Start of Supplied data

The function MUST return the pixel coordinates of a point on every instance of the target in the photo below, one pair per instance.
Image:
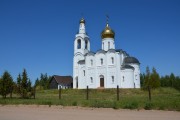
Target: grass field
(162, 99)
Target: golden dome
(82, 20)
(107, 32)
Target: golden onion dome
(107, 32)
(82, 20)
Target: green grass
(162, 99)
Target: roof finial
(107, 20)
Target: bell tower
(81, 47)
(107, 36)
(81, 42)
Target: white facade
(106, 68)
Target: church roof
(101, 51)
(131, 60)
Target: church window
(101, 61)
(103, 45)
(91, 80)
(91, 62)
(112, 79)
(84, 72)
(123, 78)
(112, 59)
(108, 45)
(79, 44)
(86, 44)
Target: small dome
(107, 32)
(131, 60)
(82, 20)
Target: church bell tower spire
(82, 29)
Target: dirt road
(34, 112)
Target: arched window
(112, 79)
(103, 45)
(86, 44)
(84, 72)
(101, 61)
(108, 45)
(91, 62)
(112, 59)
(79, 44)
(91, 80)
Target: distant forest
(23, 86)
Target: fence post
(59, 92)
(87, 93)
(117, 92)
(11, 93)
(149, 90)
(34, 92)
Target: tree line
(24, 88)
(152, 79)
(23, 85)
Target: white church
(106, 68)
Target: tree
(43, 82)
(24, 85)
(6, 84)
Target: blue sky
(38, 35)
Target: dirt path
(34, 112)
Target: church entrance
(101, 81)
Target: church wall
(82, 76)
(127, 78)
(136, 75)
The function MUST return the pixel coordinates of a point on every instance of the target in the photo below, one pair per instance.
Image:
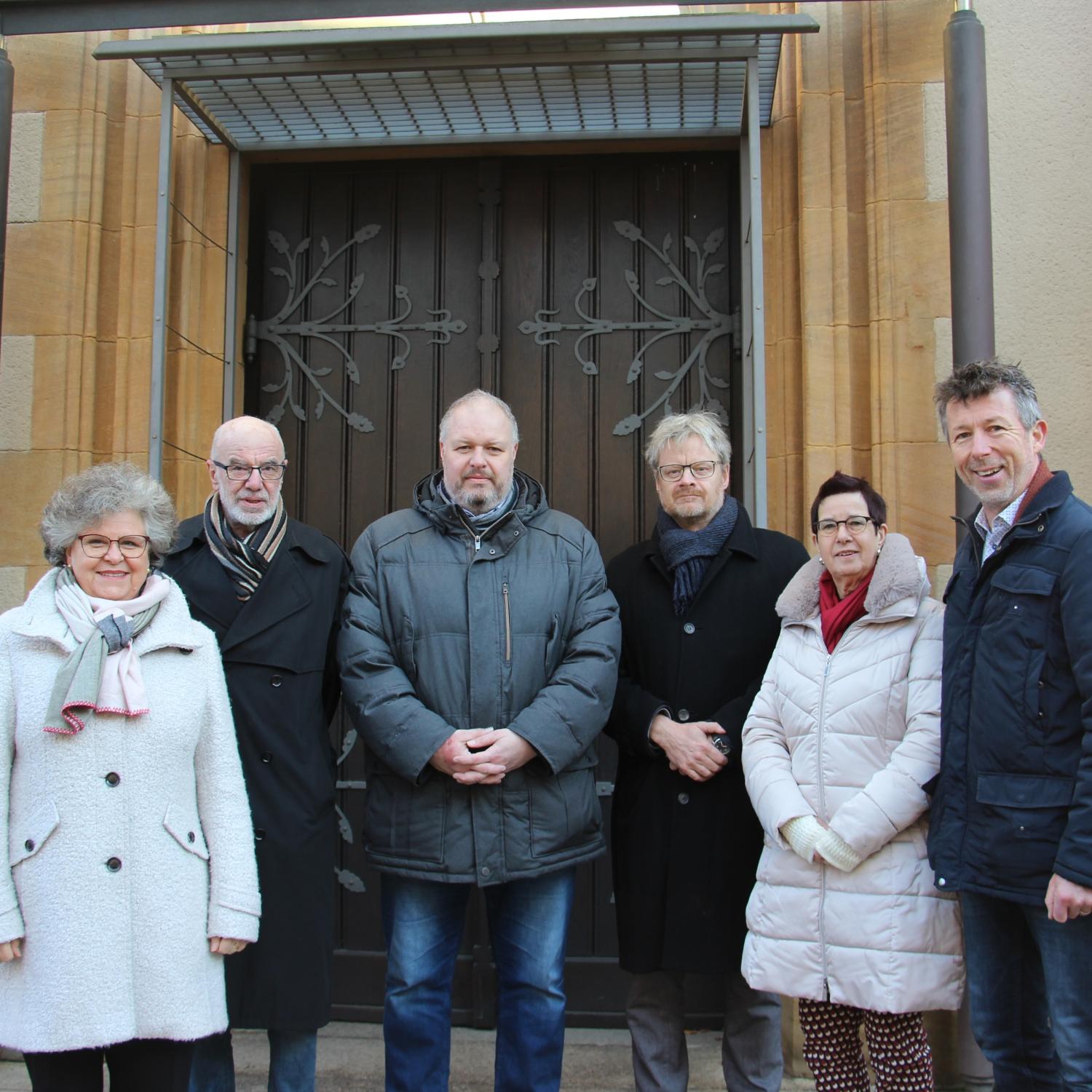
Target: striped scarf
(246, 559)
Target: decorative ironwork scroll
(712, 323)
(277, 329)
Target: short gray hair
(678, 427)
(472, 395)
(980, 378)
(102, 491)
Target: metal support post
(232, 284)
(161, 284)
(753, 395)
(7, 92)
(970, 226)
(971, 249)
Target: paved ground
(351, 1059)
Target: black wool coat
(684, 852)
(279, 652)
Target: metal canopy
(56, 17)
(598, 79)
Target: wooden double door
(592, 293)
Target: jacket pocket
(183, 825)
(403, 821)
(565, 812)
(1024, 807)
(1021, 600)
(30, 834)
(553, 654)
(405, 651)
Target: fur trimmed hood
(899, 585)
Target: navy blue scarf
(688, 553)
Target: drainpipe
(970, 227)
(7, 91)
(971, 249)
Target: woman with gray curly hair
(127, 862)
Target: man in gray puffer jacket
(478, 655)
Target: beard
(694, 508)
(480, 497)
(240, 515)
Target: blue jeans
(528, 923)
(292, 1063)
(1030, 981)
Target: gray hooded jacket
(515, 630)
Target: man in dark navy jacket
(1013, 810)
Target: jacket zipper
(823, 808)
(508, 626)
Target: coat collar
(172, 627)
(1054, 493)
(282, 592)
(742, 541)
(898, 585)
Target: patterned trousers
(898, 1048)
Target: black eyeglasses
(240, 472)
(673, 472)
(100, 545)
(854, 524)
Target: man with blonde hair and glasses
(271, 589)
(697, 604)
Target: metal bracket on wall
(275, 329)
(712, 325)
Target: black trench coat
(282, 676)
(684, 852)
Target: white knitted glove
(836, 851)
(802, 834)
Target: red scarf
(1042, 475)
(839, 615)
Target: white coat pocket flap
(183, 825)
(28, 834)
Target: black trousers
(140, 1065)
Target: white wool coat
(113, 954)
(851, 737)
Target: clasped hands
(482, 756)
(688, 747)
(218, 946)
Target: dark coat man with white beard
(699, 626)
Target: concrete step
(351, 1059)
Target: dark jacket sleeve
(331, 675)
(569, 712)
(1074, 860)
(381, 701)
(633, 707)
(784, 565)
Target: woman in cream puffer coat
(836, 748)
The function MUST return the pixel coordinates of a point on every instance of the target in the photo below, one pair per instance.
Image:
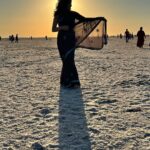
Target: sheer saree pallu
(91, 34)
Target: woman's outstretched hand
(64, 28)
(102, 18)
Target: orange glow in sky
(34, 17)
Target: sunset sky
(34, 17)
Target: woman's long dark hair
(62, 7)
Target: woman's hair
(62, 6)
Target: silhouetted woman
(64, 22)
(141, 37)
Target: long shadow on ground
(73, 131)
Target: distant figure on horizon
(140, 37)
(63, 23)
(16, 38)
(127, 35)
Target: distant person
(11, 38)
(46, 37)
(140, 37)
(120, 36)
(16, 38)
(132, 36)
(63, 23)
(127, 35)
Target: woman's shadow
(73, 130)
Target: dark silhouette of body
(127, 35)
(64, 22)
(16, 38)
(46, 37)
(11, 38)
(140, 37)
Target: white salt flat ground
(111, 110)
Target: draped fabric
(91, 34)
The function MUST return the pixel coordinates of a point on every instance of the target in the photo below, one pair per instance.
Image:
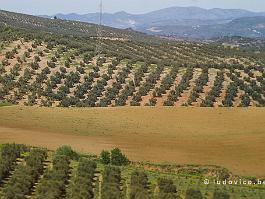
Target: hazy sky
(132, 6)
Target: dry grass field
(233, 138)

End of Supplied data

* _Directions for this task_:
From the first line to the last, set down the data exactly, without the pictures.

* _Reply to the task_:
The function MUST return the pixel coordinates of a point on every instance of the target in the photo below, one pair per instance.
Image:
Target: grass field
(162, 99)
Target: golden dome
(82, 20)
(107, 32)
Target: golden onion dome
(107, 32)
(82, 20)
Target: green grass
(162, 99)
Target: roof finial
(107, 20)
Target: bell tower
(81, 47)
(107, 36)
(81, 42)
Target: white facade
(106, 68)
Target: church roof
(101, 51)
(131, 60)
Target: church window
(101, 61)
(103, 45)
(91, 80)
(91, 62)
(112, 79)
(84, 72)
(123, 78)
(112, 59)
(108, 45)
(79, 44)
(86, 44)
Target: small dome
(107, 32)
(131, 60)
(82, 20)
Target: church bell tower spire
(82, 29)
Target: dirt road
(34, 112)
Target: arched window
(112, 79)
(103, 45)
(86, 44)
(84, 72)
(101, 61)
(108, 45)
(91, 62)
(112, 59)
(79, 44)
(91, 80)
Target: distant forest
(23, 86)
Target: fence post
(59, 92)
(87, 93)
(117, 92)
(11, 93)
(149, 90)
(34, 92)
Target: tree line
(24, 88)
(152, 79)
(23, 85)
Target: white church
(106, 68)
Target: tree
(43, 82)
(24, 85)
(6, 84)
Target: blue sky
(38, 35)
Target: dirt path
(34, 112)
Target: church entrance
(101, 81)
Target: church wall
(82, 76)
(127, 78)
(136, 75)
The function MUST return the pixel coordinates of a point on every instance of the target in the photo below, one pair per instance.
Image:
Target: striped scarf
(246, 559)
Target: decorative ironwork scroll
(712, 323)
(277, 329)
Target: short gray hair
(678, 427)
(472, 395)
(980, 378)
(102, 491)
Target: metal support post
(232, 284)
(161, 284)
(753, 395)
(7, 92)
(970, 226)
(971, 249)
Target: paved ground
(351, 1059)
Target: black wool coat
(684, 852)
(279, 652)
Target: metal canopy
(56, 17)
(598, 79)
Target: wooden double door
(592, 293)
Target: jacket pocket
(183, 825)
(403, 821)
(565, 812)
(1024, 807)
(1021, 600)
(30, 834)
(553, 654)
(405, 651)
Target: fur trimmed hood
(899, 585)
Target: navy blue scarf
(688, 553)
Target: drainpipe
(970, 227)
(7, 91)
(971, 249)
Target: woman with gray curly hair
(127, 862)
Target: man in gray puffer jacket
(478, 655)
Target: beard
(694, 508)
(480, 497)
(240, 515)
Target: blue jeans
(528, 923)
(292, 1063)
(1030, 981)
Target: gray hooded jacket
(515, 630)
Target: man in dark navy jacket
(1013, 810)
Target: jacket zipper
(823, 808)
(508, 626)
Target: coat collar
(172, 627)
(1054, 493)
(282, 592)
(742, 541)
(898, 585)
Target: patterned trousers
(898, 1048)
Target: black eyeglasses
(240, 472)
(673, 472)
(100, 545)
(854, 524)
Target: man with blonde hair and glasses
(271, 589)
(697, 604)
Target: metal bracket on wall
(275, 329)
(712, 325)
Target: black trench coat
(282, 676)
(684, 852)
Target: white knitted glove
(836, 851)
(802, 834)
Target: red scarf
(1042, 475)
(839, 615)
Target: white coat pocket flap
(183, 825)
(28, 834)
Target: black trousers
(140, 1065)
Target: white wool coat
(113, 954)
(851, 737)
Target: clasped hands
(482, 756)
(688, 747)
(218, 946)
Target: dark coat man with white beard
(699, 626)
Target: concrete step
(351, 1059)
Target: dark jacket sleeve
(331, 675)
(569, 712)
(1074, 860)
(381, 701)
(633, 707)
(784, 565)
Target: woman in cream puffer coat
(836, 748)
The function MUST return the pixel coordinates of a point on every instance of the target in the photo below, one pair per instance.
Image:
Target: sheer saree pallu
(91, 34)
Target: woman's outstretched hand
(64, 28)
(102, 18)
Target: orange glow in sky
(34, 17)
Target: sunset sky
(34, 17)
Target: woman's long dark hair
(62, 7)
Target: woman's hair
(62, 6)
Target: silhouetted woman
(64, 22)
(141, 37)
Target: long shadow on ground
(73, 131)
Target: distant figure on horizon
(140, 37)
(63, 23)
(16, 38)
(127, 35)
Target: distant person
(11, 38)
(46, 37)
(140, 37)
(120, 36)
(16, 38)
(132, 36)
(63, 23)
(127, 35)
Target: woman's shadow
(73, 130)
Target: dark silhouette of body
(127, 35)
(64, 22)
(16, 38)
(46, 37)
(11, 38)
(140, 37)
Target: white salt flat ground
(111, 110)
Target: draped fabric
(91, 34)
The function MUST return the pixel coordinates of a point on every instance of the target in the photo below, one pair per instance.
Image:
Target: hazy sky
(132, 6)
Target: dry grass field
(233, 138)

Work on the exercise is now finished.